• Exercise aim: Return each line of the records below that contains the word "green", copied unchanged.

(Dataset items)
>>

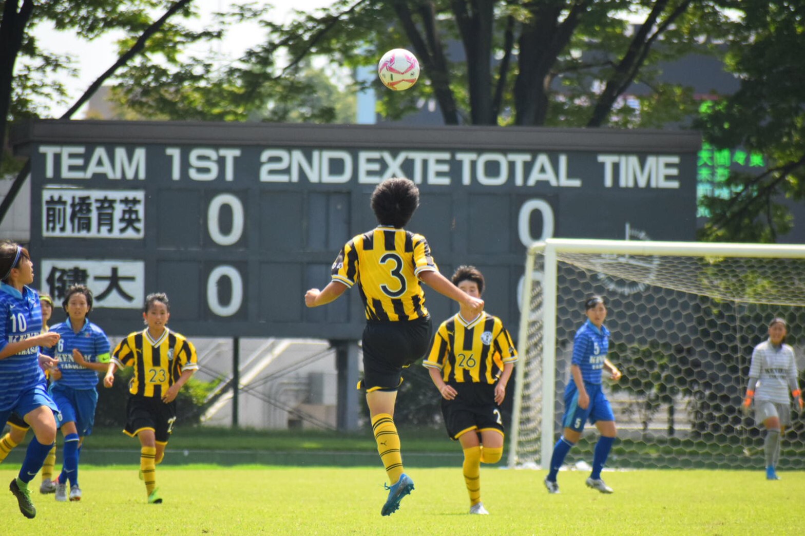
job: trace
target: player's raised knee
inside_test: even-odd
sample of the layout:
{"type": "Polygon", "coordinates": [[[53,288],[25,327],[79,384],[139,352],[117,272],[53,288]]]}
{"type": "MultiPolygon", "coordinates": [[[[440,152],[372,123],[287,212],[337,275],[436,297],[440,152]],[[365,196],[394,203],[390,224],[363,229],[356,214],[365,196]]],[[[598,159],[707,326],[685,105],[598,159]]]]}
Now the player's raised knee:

<<
>>

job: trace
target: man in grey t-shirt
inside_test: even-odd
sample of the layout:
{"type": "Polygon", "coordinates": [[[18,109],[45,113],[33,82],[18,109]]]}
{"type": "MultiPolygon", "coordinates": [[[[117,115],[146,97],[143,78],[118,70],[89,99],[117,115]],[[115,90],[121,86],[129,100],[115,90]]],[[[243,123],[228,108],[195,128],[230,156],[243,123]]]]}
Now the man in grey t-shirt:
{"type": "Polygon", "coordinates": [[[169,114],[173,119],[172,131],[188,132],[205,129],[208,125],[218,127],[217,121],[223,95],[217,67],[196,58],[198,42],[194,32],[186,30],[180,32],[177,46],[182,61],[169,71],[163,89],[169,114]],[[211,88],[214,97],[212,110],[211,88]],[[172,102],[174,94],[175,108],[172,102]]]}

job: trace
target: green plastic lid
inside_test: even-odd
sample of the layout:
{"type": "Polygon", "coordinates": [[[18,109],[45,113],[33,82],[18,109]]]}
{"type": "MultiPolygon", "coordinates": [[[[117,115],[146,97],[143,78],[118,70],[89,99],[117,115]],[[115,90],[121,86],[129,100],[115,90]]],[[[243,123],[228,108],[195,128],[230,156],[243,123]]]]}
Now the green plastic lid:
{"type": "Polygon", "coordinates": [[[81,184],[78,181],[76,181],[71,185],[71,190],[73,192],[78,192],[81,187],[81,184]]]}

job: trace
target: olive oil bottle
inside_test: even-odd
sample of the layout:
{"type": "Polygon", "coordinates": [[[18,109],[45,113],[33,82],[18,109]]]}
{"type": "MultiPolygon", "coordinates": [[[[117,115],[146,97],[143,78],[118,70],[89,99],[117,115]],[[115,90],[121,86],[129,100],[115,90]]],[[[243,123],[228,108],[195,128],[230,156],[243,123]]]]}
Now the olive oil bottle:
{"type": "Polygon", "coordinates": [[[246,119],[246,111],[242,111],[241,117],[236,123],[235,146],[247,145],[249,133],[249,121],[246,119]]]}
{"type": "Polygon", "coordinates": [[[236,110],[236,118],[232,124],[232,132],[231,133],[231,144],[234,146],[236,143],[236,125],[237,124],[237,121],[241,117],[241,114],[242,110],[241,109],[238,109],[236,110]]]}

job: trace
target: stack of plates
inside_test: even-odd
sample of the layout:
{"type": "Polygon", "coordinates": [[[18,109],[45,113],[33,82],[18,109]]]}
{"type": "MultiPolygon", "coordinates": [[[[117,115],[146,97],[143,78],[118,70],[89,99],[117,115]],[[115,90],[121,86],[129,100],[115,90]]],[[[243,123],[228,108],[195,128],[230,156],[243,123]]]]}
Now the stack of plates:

<<
>>

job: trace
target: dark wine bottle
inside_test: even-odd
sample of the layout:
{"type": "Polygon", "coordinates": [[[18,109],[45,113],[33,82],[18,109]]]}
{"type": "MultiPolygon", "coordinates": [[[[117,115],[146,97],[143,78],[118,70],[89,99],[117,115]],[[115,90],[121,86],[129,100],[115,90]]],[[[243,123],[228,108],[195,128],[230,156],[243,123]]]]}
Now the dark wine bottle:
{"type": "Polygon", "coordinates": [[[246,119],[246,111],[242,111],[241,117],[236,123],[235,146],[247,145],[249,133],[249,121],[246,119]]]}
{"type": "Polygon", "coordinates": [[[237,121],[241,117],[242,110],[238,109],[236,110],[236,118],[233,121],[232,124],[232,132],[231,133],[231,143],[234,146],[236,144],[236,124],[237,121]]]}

<<

• Result of this task:
target: green plastic lid
Now the green plastic lid:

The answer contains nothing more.